* _TASK ITEM_
Every record that follows should be written out word for word; the pictures stay out.

[Saved entries]
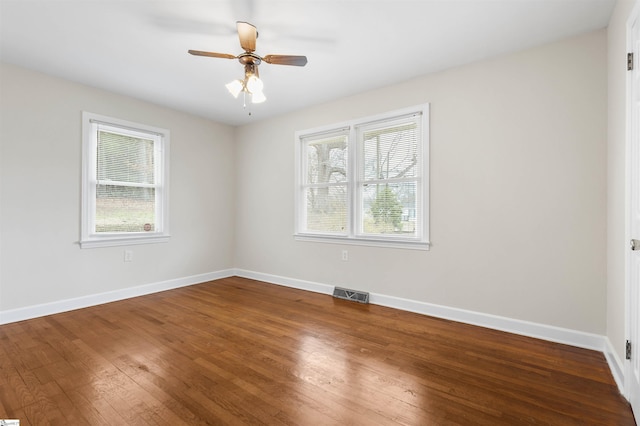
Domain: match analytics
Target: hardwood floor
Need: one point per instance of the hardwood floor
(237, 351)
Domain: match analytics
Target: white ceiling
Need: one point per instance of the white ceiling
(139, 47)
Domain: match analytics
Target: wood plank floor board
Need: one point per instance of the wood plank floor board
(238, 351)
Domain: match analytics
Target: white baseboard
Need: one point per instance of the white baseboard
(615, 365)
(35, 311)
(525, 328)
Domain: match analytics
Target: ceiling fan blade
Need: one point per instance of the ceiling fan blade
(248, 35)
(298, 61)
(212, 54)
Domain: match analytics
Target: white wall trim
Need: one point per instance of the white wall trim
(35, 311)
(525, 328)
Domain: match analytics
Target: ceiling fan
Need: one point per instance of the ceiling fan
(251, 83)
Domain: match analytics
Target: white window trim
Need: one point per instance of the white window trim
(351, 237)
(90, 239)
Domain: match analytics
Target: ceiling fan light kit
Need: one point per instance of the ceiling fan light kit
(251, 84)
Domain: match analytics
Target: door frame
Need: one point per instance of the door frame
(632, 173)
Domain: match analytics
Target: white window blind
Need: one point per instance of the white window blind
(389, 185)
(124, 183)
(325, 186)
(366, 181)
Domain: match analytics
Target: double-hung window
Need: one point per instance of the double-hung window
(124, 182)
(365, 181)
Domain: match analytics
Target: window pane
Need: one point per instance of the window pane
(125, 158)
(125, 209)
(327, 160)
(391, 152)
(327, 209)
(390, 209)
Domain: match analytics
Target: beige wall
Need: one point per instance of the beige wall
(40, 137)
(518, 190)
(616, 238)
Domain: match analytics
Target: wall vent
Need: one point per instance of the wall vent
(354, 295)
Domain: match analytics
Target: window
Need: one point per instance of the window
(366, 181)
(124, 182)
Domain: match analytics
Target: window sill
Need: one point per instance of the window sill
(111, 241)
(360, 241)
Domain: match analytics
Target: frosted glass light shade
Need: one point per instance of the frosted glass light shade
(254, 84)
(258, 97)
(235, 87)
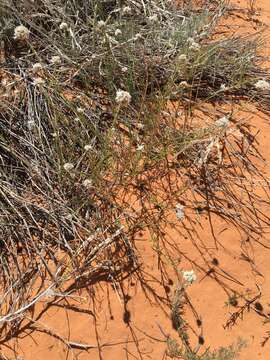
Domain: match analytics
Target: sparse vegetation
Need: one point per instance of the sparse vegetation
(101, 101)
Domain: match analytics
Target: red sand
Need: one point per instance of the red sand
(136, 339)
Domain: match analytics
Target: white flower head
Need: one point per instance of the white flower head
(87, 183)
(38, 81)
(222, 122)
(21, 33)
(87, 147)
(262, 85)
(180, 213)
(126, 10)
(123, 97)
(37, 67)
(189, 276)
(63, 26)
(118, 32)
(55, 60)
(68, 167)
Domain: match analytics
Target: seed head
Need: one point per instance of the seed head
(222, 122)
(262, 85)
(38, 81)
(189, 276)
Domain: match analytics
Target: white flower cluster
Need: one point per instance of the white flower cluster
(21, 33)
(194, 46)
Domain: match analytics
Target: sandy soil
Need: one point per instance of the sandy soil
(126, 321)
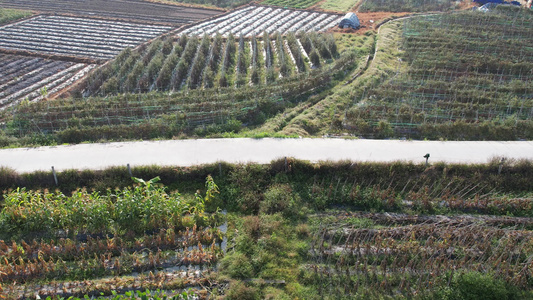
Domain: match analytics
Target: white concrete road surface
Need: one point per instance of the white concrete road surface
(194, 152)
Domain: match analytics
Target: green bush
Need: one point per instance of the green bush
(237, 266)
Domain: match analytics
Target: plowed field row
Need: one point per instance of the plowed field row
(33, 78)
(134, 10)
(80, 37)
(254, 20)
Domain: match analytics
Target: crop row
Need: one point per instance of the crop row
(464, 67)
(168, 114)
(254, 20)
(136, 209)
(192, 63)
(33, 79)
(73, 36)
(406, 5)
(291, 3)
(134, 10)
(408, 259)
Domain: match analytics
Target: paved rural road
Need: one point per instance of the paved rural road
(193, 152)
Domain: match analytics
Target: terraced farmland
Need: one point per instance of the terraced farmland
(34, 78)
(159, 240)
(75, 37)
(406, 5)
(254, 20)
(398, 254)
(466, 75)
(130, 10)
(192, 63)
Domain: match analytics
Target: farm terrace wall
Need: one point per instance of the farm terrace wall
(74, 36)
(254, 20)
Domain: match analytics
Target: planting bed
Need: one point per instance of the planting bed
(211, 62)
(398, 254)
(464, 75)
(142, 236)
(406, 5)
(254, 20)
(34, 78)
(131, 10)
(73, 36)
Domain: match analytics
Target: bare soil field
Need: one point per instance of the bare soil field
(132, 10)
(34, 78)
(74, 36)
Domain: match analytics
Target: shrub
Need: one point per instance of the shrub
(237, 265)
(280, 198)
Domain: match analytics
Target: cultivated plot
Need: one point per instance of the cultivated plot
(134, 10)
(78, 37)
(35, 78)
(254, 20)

* _ANSWER BOX_
Domain: match analytics
Target: hardwood floor
Need: one point per instance of the hardwood floor
(237, 351)
Domain: match analytics
Target: white ceiling
Need: one point per instance of the white ceiling
(139, 47)
Domain: match analytics
Target: wood plank floor board
Need: one point per instance of the wood plank floor board
(238, 351)
Domain: match analytics
Target: white baseboard
Need: one point per instance of the white baseboard
(615, 365)
(35, 311)
(525, 328)
Domain: match analytics
Target: ceiling fan blade
Need: one point per instance of the ceiling fan blade
(248, 35)
(298, 61)
(212, 54)
Domain: match analytics
Target: white wall trim
Need: one point per instance of the white wall trim
(35, 311)
(525, 328)
Domain: match analytics
Target: ceiling fan
Need: one point per instance of the ceiling fan
(251, 83)
Domain: match analytics
Target: white window trim
Need: one point per instance of the white window trim
(351, 237)
(90, 239)
Domain: match analytics
Target: ceiling fan light kit
Need: one point per instance of the ceiling fan light kit
(251, 84)
Domain: match analytics
Target: door frame
Need: one point per instance of the door frame
(632, 173)
Domain: match analytics
Target: white window blind
Need: one point per instance of the white window blind
(389, 185)
(124, 183)
(325, 186)
(366, 181)
Domain: match analytics
Target: double-hung window
Need: one point per instance of the double-hung window
(124, 182)
(365, 181)
Domain: match analytics
Target: window pane
Need: one point per instance of the window pane
(125, 158)
(125, 209)
(327, 160)
(391, 152)
(327, 209)
(390, 209)
Domain: match analytics
Target: beige wall
Need: one point per instance of the beige wall
(40, 137)
(518, 190)
(616, 238)
Domain: match analytics
Target: wall vent
Need: one point per instance of the wall vent
(354, 295)
Domain: match analytics
Target: window
Need: one point per instance of the window
(366, 181)
(124, 182)
Domain: match analytics
Target: window sill
Need: one point per instance of the window sill
(111, 241)
(360, 241)
Domain: match analytics
Target: frosted glass light shade
Need: one point per instance of the frosted glass light shade
(254, 84)
(258, 97)
(235, 87)
Domain: match analytics
Target: sparse vegetation
Need: one point per instance of the sparse vegetation
(101, 101)
Domain: match analytics
Target: red sand
Need: one point per instance of the red sand
(136, 339)
Domain: match analytics
Target: white flower head
Need: one point per instance of the white flower head
(87, 183)
(38, 81)
(222, 122)
(21, 33)
(87, 147)
(262, 85)
(180, 213)
(126, 10)
(123, 97)
(37, 67)
(189, 276)
(63, 26)
(118, 32)
(55, 60)
(68, 167)
Domain: match analytics
Target: seed head
Need: one point per instance of the seed head
(222, 122)
(262, 85)
(38, 81)
(189, 276)
Domain: match analytics
Target: white flower cluster
Need: one point per instance of the white flower cluster
(21, 33)
(194, 46)
Domain: match analytics
Target: sandy soil
Need: one point per instance of the sandy soil
(126, 321)
Domain: match analytics
Target: white concrete road surface
Need: one point per instance of the white concrete road surface
(194, 152)
Domain: match analytics
Target: green bush
Need: one point per instance of the green bush
(237, 266)
Domain: match analytics
Target: plowed field row
Need: one point per instance of the plowed field row
(33, 78)
(134, 10)
(80, 37)
(254, 20)
Domain: match analytics
Target: crop row
Need: one point per instance of the crop row
(464, 67)
(168, 114)
(254, 20)
(136, 209)
(192, 63)
(33, 79)
(73, 36)
(406, 5)
(291, 3)
(134, 10)
(408, 259)
Domain: match analytics
Target: paved rural road
Need: one point per instance of the paved rural road
(193, 152)
Domain: match analytics
Target: terraced farmland
Need: one point per instance of the terraced farmland
(34, 78)
(159, 240)
(75, 37)
(406, 5)
(254, 20)
(398, 254)
(466, 75)
(130, 10)
(192, 63)
Domain: match analytics
Target: farm terrace wall
Need: one point per instance of the farm terrace wall
(74, 36)
(254, 20)
Domain: match analytics
Target: planting bed
Need: one point per instance of the planting bed
(211, 62)
(398, 254)
(464, 75)
(142, 236)
(406, 5)
(254, 20)
(34, 78)
(131, 10)
(73, 36)
Domain: match analytics
Target: bare soil field
Need: one point per instance of the bare soil field
(132, 10)
(34, 78)
(74, 36)
Domain: match analytics
Target: shrub
Need: one point per instance of the shrub
(237, 265)
(280, 198)
Domain: match analytics
Target: cultivated plot
Need: one point per instance of the cultivated plot
(134, 10)
(78, 37)
(35, 78)
(254, 20)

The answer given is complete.